| Selected extract |
• • • • • • •

Proceedings of TDWG : Conference Abstract
Print
Conference Abstract
Crowdsourcing Data Enhancements to Improve Named Entity Recognition in the Biodiversity Heritage Library
expand article info Katie Mika
‡ Museum of Comparative Zoology, Harvard University, Cambridge, MA, United States of America
Open Access

Abstract

The Biodiversity Heritage Library's holdings include dozens of manuscript collections that are largely hidden due to minimal descriptive metadata and the absence of machine readable facsimiles. Transcription projects for collections are time consuming, intellectually intensive, and expensive for an organization to facilitate. Crowdsourcing has been identified as a sustainable model for generating transcriptions for large collections and institutions with diverse holdings and may improve data collection from a diverse range of users to enhance descriptive metadata. Manuscript transcriptions also must fit into the larger BHL objective of producing and making available large scale datasets for users and researchers to study and manipulate. While generating only full-text transcriptions will improve discoverability, items remain isolated from other literature and collections. The GNA machine learning and named entity recognition algorithms allow BHL to extract, index, and attach page records to scientific names in order to create additional access points to biodiversity literature. These tools depend on imperfect optical character recognition (OCR), which contain spelling and layout errors and outdated naming conventions and can be added to BHL’s larger crowdsourcing platform to solicit corrections. Transcriptions, similarly, introduce antiquated taxonomic data and common names and must be optimized for use with GNA’s name finding tools. Improving named entity recognition by correcting OCR output and enhancing transcribed manuscript items will allow BHL to better connect content across collections and ultimately provide a broader and more complete picture of biodiversity.

• • • • • • •

| Supplied records |

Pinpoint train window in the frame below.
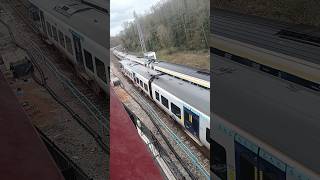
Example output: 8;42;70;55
143;83;148;91
231;55;252;66
59;31;66;48
155;91;160;101
161;96;169;109
83;49;94;72
95;58;107;82
65;36;73;54
210;140;227;180
52;26;58;41
206;128;210;143
171;103;181;119
47;22;52;37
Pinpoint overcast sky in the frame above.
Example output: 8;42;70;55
110;0;161;36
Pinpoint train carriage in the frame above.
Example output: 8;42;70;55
151;75;210;149
120;60;210;149
211;54;320;180
29;0;109;92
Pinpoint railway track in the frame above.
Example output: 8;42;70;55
111;56;209;179
8;0;109;124
0;1;109;152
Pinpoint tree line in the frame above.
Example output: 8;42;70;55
119;0;210;52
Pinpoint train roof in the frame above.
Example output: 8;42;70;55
154;61;210;82
120;60;161;80
0;72;64;180
211;8;320;65
153;75;210;116
29;0;109;49
211;54;320;173
110;88;163;180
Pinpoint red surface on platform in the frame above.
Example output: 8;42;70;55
0;72;64;180
110;88;163;180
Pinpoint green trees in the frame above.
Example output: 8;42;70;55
119;0;210;51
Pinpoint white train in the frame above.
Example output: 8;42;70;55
29;0;109;92
113;49;210;89
120;60;210;149
210;54;320;180
210;9;320;180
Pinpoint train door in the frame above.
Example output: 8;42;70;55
183;107;199;138
72;34;84;69
235;142;286;180
40;10;48;36
235;142;258;180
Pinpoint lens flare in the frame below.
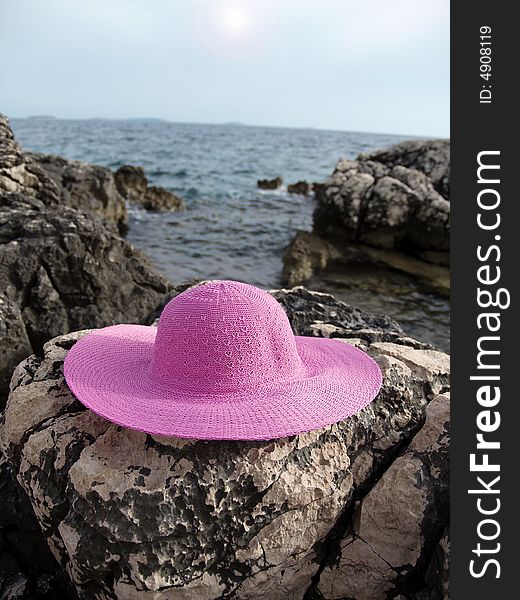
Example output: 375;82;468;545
200;0;274;57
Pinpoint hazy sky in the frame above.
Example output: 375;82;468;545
0;0;449;136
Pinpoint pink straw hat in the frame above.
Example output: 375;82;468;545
64;281;381;440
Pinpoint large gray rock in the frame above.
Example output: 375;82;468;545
114;165;148;200
0;113;59;204
139;185;186;212
314;152;450;254
25;152;127;232
359;139;450;200
0;194;170;394
0;289;449;600
318;394;449;600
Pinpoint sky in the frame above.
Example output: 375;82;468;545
0;0;449;137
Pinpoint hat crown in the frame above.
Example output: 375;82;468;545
151;281;303;393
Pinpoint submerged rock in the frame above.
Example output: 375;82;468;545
115;165;186;212
0;113;59;204
282;231;450;297
314;159;450;252
287;181;313;196
114;165;148;200
256;177;283;190
0;288;449;600
139;186;186;212
26;152;127;232
358;139;450;200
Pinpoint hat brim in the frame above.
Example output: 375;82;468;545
64;325;382;440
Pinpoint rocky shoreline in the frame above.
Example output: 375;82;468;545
0;117;449;600
283;140;450;295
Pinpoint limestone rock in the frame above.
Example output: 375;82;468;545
359;139;450;200
282;231;341;287
0;288;449;600
114;165;148;200
314;140;450;264
26;152;127;231
256;177;283;190
287;181;313;196
0;194;169;404
0;113;58;204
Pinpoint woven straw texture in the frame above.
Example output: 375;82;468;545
64;281;381;440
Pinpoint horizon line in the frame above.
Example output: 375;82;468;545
6;111;450;139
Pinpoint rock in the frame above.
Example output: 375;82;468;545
318;394;449;600
314;159;450;256
358;139;450;200
0;288;449;600
282;231;341;287
287;181;313;196
0;113;58;204
282;231;450;296
115;165;186;212
139;186;186;212
256;177;283;190
26;152;127;232
114;165;148;200
0;552;31;600
0;194;169;404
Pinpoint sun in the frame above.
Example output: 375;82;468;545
218;4;251;36
199;0;273;57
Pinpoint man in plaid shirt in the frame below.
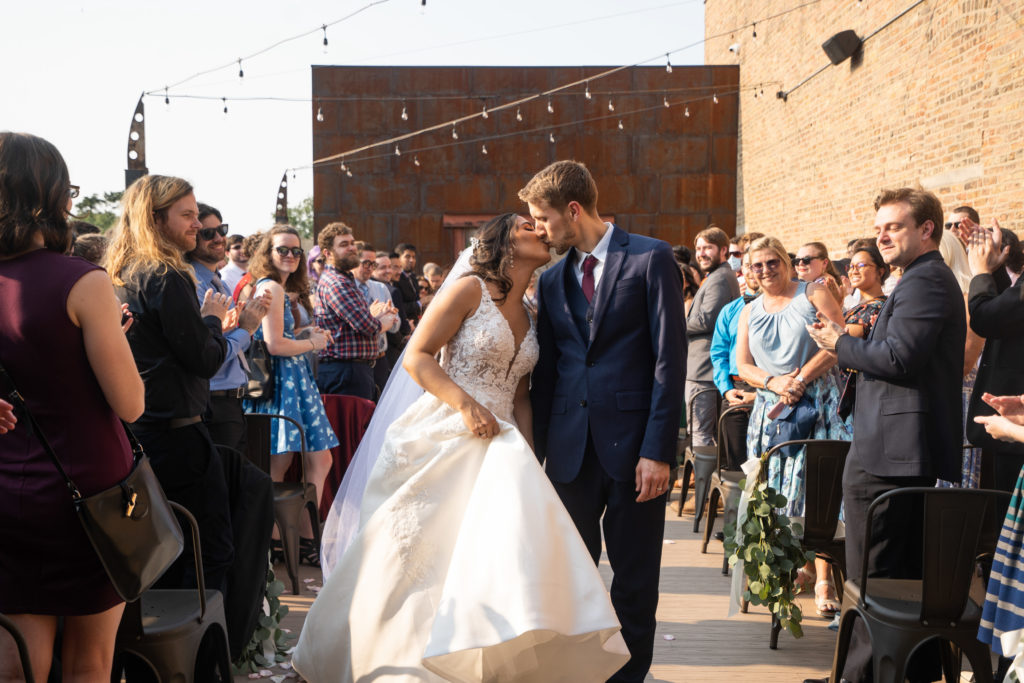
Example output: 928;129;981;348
314;223;397;400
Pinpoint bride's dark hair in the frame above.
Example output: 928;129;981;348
466;213;519;303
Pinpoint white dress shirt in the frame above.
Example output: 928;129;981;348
572;223;612;293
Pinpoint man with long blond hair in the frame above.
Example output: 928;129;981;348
104;175;234;591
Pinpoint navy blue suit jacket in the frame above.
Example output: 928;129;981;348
530;226;686;482
836;251;967;481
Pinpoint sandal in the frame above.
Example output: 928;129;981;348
814;579;840;618
299;539;319;567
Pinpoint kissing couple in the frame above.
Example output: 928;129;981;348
293;161;686;683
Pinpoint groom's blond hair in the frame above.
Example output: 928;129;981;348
519;161;597;211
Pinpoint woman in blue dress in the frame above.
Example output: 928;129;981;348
245;225;338;554
736;237;853;617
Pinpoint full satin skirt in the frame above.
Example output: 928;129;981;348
293;394;629;683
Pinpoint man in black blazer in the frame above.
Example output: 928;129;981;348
963;224;1024;490
811;187;967;683
519;161;684;683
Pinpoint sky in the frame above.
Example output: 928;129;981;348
0;0;703;233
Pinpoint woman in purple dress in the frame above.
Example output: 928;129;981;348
0;132;144;683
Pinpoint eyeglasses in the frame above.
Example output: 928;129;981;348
751;258;782;272
199;223;233;240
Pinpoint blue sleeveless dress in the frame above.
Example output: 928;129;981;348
746;283;853;517
243;279;338;454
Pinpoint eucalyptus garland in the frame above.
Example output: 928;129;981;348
725;453;814;638
231;564;296;676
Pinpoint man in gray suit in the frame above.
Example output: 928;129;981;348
686;225;739;445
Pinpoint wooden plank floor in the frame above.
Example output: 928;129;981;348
245;494;835;683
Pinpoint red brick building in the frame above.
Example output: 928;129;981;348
705;0;1024;250
311;67;739;264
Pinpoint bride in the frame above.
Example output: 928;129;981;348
293;214;629;683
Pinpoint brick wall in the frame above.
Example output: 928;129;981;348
311;66;739;263
705;0;1024;255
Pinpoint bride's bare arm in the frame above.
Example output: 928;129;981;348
402;278;498;438
512;373;534;449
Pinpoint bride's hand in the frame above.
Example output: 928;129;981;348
459;400;500;438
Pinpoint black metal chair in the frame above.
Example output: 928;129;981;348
700;403;753;575
0;614;36;683
676;387;718;533
111;503;231;683
831;487;1010;683
246;413;321;595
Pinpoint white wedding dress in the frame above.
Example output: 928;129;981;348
293;274;629;683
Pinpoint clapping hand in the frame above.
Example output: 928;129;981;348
0;398;17;434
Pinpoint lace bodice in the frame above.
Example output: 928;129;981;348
440;278;540;421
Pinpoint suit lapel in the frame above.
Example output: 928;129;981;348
590;225;630;341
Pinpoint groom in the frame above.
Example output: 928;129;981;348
519;161;686;683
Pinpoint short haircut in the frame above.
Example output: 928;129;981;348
735;232;764;251
693;225;729;249
199;202;224;223
71;232;111;265
316;221;352;256
953;205;981;225
519;161;597;211
874;187;942;246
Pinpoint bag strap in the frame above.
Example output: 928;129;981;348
0;362;144;500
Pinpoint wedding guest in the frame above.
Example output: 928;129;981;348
244;224;338;564
105;175;234;595
0;132;143;681
736;237;851;616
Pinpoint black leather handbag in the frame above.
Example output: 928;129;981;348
0;365;184;602
243;339;273;400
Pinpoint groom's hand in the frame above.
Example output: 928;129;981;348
637;458;670;503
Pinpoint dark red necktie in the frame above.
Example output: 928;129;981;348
581;254;597;303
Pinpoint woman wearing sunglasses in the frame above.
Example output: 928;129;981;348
736;237;853;618
793;242;843;306
245;225;338;563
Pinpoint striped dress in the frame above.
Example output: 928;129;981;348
978;468;1024;655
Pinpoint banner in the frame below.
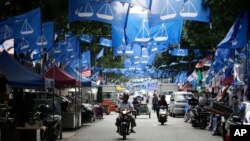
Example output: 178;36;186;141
80;34;93;43
217;11;249;49
96;48;104;60
171;49;188;56
100;38;112;47
149;0;210;26
36;22;54;50
68;0;129;27
0;8;41;54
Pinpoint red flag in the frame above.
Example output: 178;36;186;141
81;69;91;76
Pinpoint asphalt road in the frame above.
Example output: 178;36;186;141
62;103;222;141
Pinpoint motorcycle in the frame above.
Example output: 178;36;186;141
33;105;62;141
118;109;131;140
158;106;168;125
184;98;198;122
190;105;209;129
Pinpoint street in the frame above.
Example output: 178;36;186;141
62;103;222;141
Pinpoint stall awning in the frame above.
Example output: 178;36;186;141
64;65;98;87
0;51;44;89
45;66;80;88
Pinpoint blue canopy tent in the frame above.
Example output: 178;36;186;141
0;51;44;89
64;65;98;87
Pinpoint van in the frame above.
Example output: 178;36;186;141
169;91;194;117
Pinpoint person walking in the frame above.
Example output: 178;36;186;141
152;94;158;112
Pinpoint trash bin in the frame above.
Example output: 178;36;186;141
103;104;109;115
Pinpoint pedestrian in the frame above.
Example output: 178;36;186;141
152;94;158;112
230;95;239;112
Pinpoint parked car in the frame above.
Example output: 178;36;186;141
224;102;250;141
169;91;193;117
81;103;95;123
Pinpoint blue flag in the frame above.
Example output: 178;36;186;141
96;48;104;60
50;36;80;64
125;6;183;43
100;38;112;47
68;0;129;27
148;53;155;65
217;11;249;49
77;0;151;9
80;34;93;43
149;0;210;26
0;18;14;42
171;49;188;56
0;8;41;54
36;22;54;50
81;50;91;68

• • • • • • •

| Direction |
Reproduce the full conference abstract on crowdsourcing for the Biodiversity Heritage Library word for word, from its first line to its last.

| Exercise output |
Proceedings of TDWG : Conference Abstract
Print
Conference Abstract
Crowdsourcing Data Enhancements to Improve Named Entity Recognition in the Biodiversity Heritage Library
expand article info Katie Mika
‡ Museum of Comparative Zoology, Harvard University, Cambridge, MA, United States of America
Open Access

Abstract

The Biodiversity Heritage Library's holdings include dozens of manuscript collections that are largely hidden due to minimal descriptive metadata and the absence of machine readable facsimiles. Transcription projects for collections are time consuming, intellectually intensive, and expensive for an organization to facilitate. Crowdsourcing has been identified as a sustainable model for generating transcriptions for large collections and institutions with diverse holdings and may improve data collection from a diverse range of users to enhance descriptive metadata. Manuscript transcriptions also must fit into the larger BHL objective of producing and making available large scale datasets for users and researchers to study and manipulate. While generating only full-text transcriptions will improve discoverability, items remain isolated from other literature and collections. The GNA machine learning and named entity recognition algorithms allow BHL to extract, index, and attach page records to scientific names in order to create additional access points to biodiversity literature. These tools depend on imperfect optical character recognition (OCR), which contain spelling and layout errors and outdated naming conventions and can be added to BHL’s larger crowdsourcing platform to solicit corrections. Transcriptions, similarly, introduce antiquated taxonomic data and common names and must be optimized for use with GNA’s name finding tools. Improving named entity recognition by correcting OCR output and enhancing transcribed manuscript items will allow BHL to better connect content across collections and ultimately provide a broader and more complete picture of biodiversity.